→ Written exercise: Could you output every line of the material below as a JSON list of strings, with one string per line and no blank lines?

(Items from a labeling collection)
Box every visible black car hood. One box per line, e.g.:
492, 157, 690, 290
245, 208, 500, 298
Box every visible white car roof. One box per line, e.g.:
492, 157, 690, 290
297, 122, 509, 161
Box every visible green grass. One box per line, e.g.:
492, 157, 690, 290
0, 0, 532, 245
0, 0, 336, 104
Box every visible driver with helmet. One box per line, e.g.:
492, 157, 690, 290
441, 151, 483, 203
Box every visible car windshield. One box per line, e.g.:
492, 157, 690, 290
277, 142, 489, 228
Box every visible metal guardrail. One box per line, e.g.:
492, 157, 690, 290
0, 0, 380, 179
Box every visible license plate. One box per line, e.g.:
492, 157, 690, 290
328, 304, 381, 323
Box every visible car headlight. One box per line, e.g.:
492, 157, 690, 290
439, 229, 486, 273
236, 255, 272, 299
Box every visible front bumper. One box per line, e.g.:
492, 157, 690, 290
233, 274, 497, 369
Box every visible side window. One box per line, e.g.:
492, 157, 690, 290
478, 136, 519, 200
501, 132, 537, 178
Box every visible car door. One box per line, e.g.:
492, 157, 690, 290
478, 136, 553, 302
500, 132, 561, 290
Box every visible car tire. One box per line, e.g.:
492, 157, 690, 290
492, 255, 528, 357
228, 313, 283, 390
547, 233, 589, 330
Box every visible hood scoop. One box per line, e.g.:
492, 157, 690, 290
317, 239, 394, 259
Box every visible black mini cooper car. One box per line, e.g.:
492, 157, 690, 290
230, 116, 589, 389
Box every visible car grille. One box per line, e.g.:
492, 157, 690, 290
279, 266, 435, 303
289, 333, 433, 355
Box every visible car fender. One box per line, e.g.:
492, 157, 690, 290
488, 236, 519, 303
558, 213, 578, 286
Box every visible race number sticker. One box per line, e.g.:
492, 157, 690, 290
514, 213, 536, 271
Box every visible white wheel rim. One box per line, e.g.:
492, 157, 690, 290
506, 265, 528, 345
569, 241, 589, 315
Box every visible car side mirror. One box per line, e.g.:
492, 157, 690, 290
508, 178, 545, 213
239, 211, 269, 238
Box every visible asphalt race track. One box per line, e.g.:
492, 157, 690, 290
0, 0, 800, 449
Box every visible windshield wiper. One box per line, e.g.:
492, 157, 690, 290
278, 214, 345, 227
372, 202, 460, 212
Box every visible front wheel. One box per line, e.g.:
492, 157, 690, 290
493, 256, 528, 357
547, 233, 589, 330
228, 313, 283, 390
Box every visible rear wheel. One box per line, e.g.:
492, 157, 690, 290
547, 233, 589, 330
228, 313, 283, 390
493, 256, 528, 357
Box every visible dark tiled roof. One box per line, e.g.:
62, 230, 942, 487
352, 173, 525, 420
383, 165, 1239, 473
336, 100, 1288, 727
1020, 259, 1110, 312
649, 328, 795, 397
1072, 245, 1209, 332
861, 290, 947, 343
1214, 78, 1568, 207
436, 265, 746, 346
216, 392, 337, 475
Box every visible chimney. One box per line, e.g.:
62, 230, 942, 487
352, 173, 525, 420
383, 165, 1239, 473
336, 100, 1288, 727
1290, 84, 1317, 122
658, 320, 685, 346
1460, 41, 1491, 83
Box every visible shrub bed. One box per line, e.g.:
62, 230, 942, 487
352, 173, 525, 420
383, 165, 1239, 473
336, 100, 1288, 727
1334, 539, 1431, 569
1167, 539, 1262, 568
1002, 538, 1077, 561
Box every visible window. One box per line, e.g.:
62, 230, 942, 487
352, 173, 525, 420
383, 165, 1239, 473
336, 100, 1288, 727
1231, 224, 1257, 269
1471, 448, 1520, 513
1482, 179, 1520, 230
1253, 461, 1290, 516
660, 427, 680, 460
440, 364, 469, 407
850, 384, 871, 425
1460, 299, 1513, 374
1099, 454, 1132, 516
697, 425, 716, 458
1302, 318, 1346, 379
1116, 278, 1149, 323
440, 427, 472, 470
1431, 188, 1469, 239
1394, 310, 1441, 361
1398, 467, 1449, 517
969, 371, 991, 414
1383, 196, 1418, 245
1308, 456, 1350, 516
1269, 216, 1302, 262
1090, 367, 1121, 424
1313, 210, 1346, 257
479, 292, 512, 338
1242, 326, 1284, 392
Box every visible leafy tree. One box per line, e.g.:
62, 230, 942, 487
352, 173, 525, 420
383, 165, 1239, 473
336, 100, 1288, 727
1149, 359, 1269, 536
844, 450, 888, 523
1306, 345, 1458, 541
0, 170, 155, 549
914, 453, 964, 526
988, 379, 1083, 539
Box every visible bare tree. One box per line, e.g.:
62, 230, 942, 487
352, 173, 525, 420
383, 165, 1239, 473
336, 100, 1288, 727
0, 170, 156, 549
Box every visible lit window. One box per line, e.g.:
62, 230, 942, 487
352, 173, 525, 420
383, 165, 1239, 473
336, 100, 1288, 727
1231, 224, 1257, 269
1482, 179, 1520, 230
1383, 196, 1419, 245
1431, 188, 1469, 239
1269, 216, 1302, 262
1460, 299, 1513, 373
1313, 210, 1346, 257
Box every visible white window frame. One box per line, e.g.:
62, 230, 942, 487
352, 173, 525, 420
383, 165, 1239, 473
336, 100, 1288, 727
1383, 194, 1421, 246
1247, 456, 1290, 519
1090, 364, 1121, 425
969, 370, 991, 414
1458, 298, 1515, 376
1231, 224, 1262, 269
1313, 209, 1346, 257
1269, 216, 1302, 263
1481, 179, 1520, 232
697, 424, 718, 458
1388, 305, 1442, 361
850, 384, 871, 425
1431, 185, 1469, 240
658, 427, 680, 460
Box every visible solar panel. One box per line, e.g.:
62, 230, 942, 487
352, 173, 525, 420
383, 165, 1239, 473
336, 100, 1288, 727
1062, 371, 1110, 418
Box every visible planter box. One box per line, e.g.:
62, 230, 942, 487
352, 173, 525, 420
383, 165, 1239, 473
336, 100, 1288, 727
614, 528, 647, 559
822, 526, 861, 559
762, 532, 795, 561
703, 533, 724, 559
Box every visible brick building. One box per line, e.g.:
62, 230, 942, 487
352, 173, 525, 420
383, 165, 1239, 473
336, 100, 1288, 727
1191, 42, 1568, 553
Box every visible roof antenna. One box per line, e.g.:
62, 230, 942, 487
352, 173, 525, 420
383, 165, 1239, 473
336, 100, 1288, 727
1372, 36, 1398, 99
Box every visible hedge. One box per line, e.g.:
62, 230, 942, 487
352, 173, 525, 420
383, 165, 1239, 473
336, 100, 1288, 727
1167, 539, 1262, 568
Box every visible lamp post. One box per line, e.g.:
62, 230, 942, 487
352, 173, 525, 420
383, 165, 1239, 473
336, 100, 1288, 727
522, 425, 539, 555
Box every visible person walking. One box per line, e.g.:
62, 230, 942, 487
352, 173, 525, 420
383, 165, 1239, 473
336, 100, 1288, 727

→ Result:
[
  "Box every visible black car hood. One box per line, e.g.:",
  "492, 157, 690, 290",
  "245, 208, 500, 298",
  "Box every visible white car roof. One box per line, e.g.:",
  "492, 157, 690, 290",
  "297, 122, 509, 161",
  "Box every visible green grass. One box per line, e.g.:",
  "492, 157, 690, 290",
  "0, 0, 532, 245",
  "0, 0, 336, 104",
  "Box every visible driver with helmet. One box per line, e.g.:",
  "492, 157, 690, 290",
  "441, 151, 483, 203",
  "Box every visible car windshield. One box per line, e.g.:",
  "492, 157, 690, 290",
  "277, 142, 489, 228",
  "Box every visible metal guardrail. One box per line, e.g.:",
  "492, 157, 690, 290",
  "0, 0, 380, 179",
  "Box every visible license plate. One box per line, e.g.:",
  "492, 157, 690, 290",
  "328, 304, 381, 323",
  "Box every visible car headlight. One box per line, e.g.:",
  "492, 157, 690, 290",
  "439, 229, 486, 273",
  "236, 255, 272, 299",
  "Box every visible front bumper. One box per line, e.g.:",
  "492, 157, 690, 290",
  "233, 274, 497, 369",
  "Box every visible side window. One box per line, e.g.:",
  "492, 157, 690, 290",
  "478, 136, 519, 200",
  "501, 132, 537, 178",
  "Box every visible car door. One box per line, e.g.:",
  "492, 157, 690, 290",
  "478, 136, 553, 302",
  "500, 132, 561, 290",
  "Box every visible car tire. One box per line, e.g.:",
  "492, 157, 690, 290",
  "492, 255, 528, 357",
  "228, 313, 283, 390",
  "547, 233, 589, 330",
  "Box every visible hood scoop. One box per line, e.g.:",
  "492, 157, 690, 290",
  "317, 239, 394, 259",
  "Box every visible black mini cooper car. One box per line, e.g.:",
  "492, 157, 690, 290",
  "230, 116, 589, 389",
  "Box every visible car grille. One box per line, e.g.:",
  "492, 157, 690, 290",
  "279, 266, 435, 303",
  "289, 333, 433, 355",
  "Box every visible car fender. One box per line, e.g.:",
  "492, 157, 690, 290",
  "488, 236, 519, 303",
  "558, 213, 578, 286",
  "Box every visible race number sticker. One box per line, e.g.:",
  "492, 157, 690, 290",
  "514, 213, 536, 271",
  "Box every visible white wheel rim. One box per line, e.g.:",
  "492, 157, 690, 290",
  "506, 265, 528, 345",
  "569, 241, 589, 315",
  "Box every visible car side mirror. One box per line, e.g.:",
  "492, 157, 690, 290",
  "508, 178, 545, 213",
  "239, 211, 269, 238",
  "Box every visible asphalt race track. One box per line, e.g.:",
  "492, 157, 690, 290",
  "0, 0, 800, 449",
  "Box every visible windshield wiper. One box per line, e.g.:",
  "492, 157, 690, 290",
  "278, 214, 345, 227",
  "372, 202, 460, 212",
  "Box every visible front wheel. One box per line, e.g.:",
  "492, 157, 690, 290",
  "493, 256, 528, 357",
  "547, 233, 589, 330",
  "228, 313, 283, 390",
  "Box every visible rear wheel. One box per line, e.g.:",
  "492, 157, 690, 290",
  "547, 233, 589, 330",
  "228, 313, 283, 390",
  "493, 256, 528, 357",
  "Box every visible dark tiled roof. One box per line, e.g.:",
  "62, 230, 942, 487",
  "352, 173, 525, 420",
  "383, 165, 1239, 473",
  "336, 100, 1288, 727",
  "1020, 259, 1110, 312",
  "649, 328, 795, 397",
  "1072, 245, 1209, 332",
  "861, 290, 947, 343",
  "1214, 78, 1568, 207",
  "436, 265, 746, 346",
  "216, 392, 337, 475",
  "Box every visible chimney. One box per line, e.g.:",
  "62, 230, 942, 487",
  "352, 173, 525, 420",
  "383, 165, 1239, 473",
  "336, 100, 1288, 727",
  "1290, 84, 1317, 122",
  "658, 320, 685, 346",
  "1460, 41, 1491, 83",
  "Box every visible shrub bed. One box per line, e.g.:",
  "62, 230, 942, 487",
  "352, 173, 525, 420",
  "383, 165, 1239, 473",
  "336, 100, 1288, 727",
  "1334, 539, 1431, 569",
  "1167, 539, 1262, 568",
  "1002, 538, 1077, 561",
  "Box every visible window. One box per line, e.g.:",
  "62, 230, 942, 487",
  "352, 173, 525, 420",
  "383, 165, 1239, 473",
  "336, 100, 1288, 727",
  "1231, 224, 1257, 269",
  "1471, 448, 1520, 513",
  "1482, 179, 1520, 230",
  "1253, 461, 1290, 516",
  "660, 427, 680, 460",
  "440, 364, 469, 407",
  "850, 384, 871, 425",
  "1460, 299, 1513, 374",
  "1099, 454, 1132, 516",
  "697, 425, 716, 458",
  "1302, 318, 1346, 379",
  "1116, 278, 1149, 323",
  "440, 427, 472, 470",
  "1431, 188, 1469, 239",
  "1394, 310, 1441, 361",
  "1398, 467, 1449, 517",
  "969, 371, 991, 414",
  "1383, 196, 1418, 245",
  "1308, 456, 1350, 516",
  "1269, 216, 1302, 262",
  "1090, 367, 1121, 424",
  "1313, 210, 1346, 257",
  "479, 292, 512, 338",
  "1242, 326, 1284, 392",
  "Box every visible leafy tree. One box per line, e.g.:",
  "62, 230, 942, 487",
  "352, 173, 525, 420",
  "383, 165, 1239, 473",
  "336, 100, 1288, 727",
  "1149, 359, 1269, 536",
  "844, 450, 888, 523",
  "1306, 345, 1458, 541",
  "0, 170, 155, 549",
  "914, 453, 964, 526",
  "988, 379, 1083, 539",
  "Box every visible bare tree. One box per line, e.g.:",
  "62, 230, 942, 487",
  "352, 173, 525, 420",
  "383, 165, 1239, 473",
  "336, 100, 1288, 727",
  "0, 170, 156, 549",
  "Box every visible lit window. One box per line, e.g.:",
  "62, 230, 942, 487",
  "352, 173, 525, 420",
  "383, 165, 1239, 473",
  "336, 100, 1288, 727",
  "1231, 224, 1257, 269",
  "1482, 179, 1520, 230",
  "1383, 196, 1419, 245",
  "1431, 188, 1469, 239",
  "1269, 216, 1302, 262",
  "1460, 299, 1513, 373",
  "1313, 210, 1346, 257",
  "Box every visible white window frame. One box per line, e.g.:",
  "62, 230, 942, 487",
  "352, 173, 525, 420",
  "383, 165, 1239, 473",
  "336, 100, 1288, 727",
  "1383, 194, 1421, 246",
  "1247, 456, 1290, 519",
  "1090, 364, 1121, 425",
  "969, 370, 991, 414",
  "1458, 298, 1515, 376",
  "1231, 224, 1262, 269",
  "1313, 209, 1346, 257",
  "1269, 216, 1302, 263",
  "1481, 179, 1520, 232",
  "697, 424, 718, 458",
  "1388, 305, 1442, 361",
  "850, 384, 871, 425",
  "1431, 185, 1469, 240",
  "658, 427, 680, 460",
  "Box every visible solar panel. One box per line, e.g.:",
  "62, 230, 942, 487",
  "352, 173, 525, 420",
  "383, 165, 1239, 473",
  "336, 100, 1288, 727",
  "1062, 371, 1110, 418",
  "Box every visible planter box. One box per line, e.g.:",
  "62, 230, 942, 487",
  "352, 173, 525, 420",
  "383, 165, 1239, 473",
  "336, 100, 1288, 727",
  "614, 528, 647, 559",
  "822, 526, 861, 559",
  "762, 532, 795, 561",
  "703, 533, 724, 559",
  "Box every visible brick building. One box per line, e.g.:",
  "62, 230, 942, 487",
  "352, 173, 525, 420",
  "383, 165, 1239, 473",
  "336, 100, 1288, 727",
  "1191, 42, 1568, 553",
  "Box every visible roof antenna. One box per line, e.g.:",
  "62, 230, 942, 487",
  "352, 173, 525, 420",
  "383, 165, 1239, 473",
  "336, 100, 1288, 727",
  "1372, 36, 1398, 99",
  "Box every visible hedge. One box per line, e.g.:",
  "62, 230, 942, 487",
  "352, 173, 525, 420",
  "383, 165, 1239, 473",
  "336, 100, 1288, 727",
  "1167, 539, 1262, 568",
  "Box every visible lamp post. One box per line, e.g.:",
  "62, 230, 942, 487",
  "352, 173, 525, 420",
  "383, 165, 1239, 473",
  "336, 100, 1288, 727",
  "522, 425, 539, 555",
  "Box every visible person walking. One box per line, e.g.:",
  "62, 230, 942, 487",
  "352, 173, 525, 420",
  "383, 165, 1239, 473",
  "336, 100, 1288, 727"
]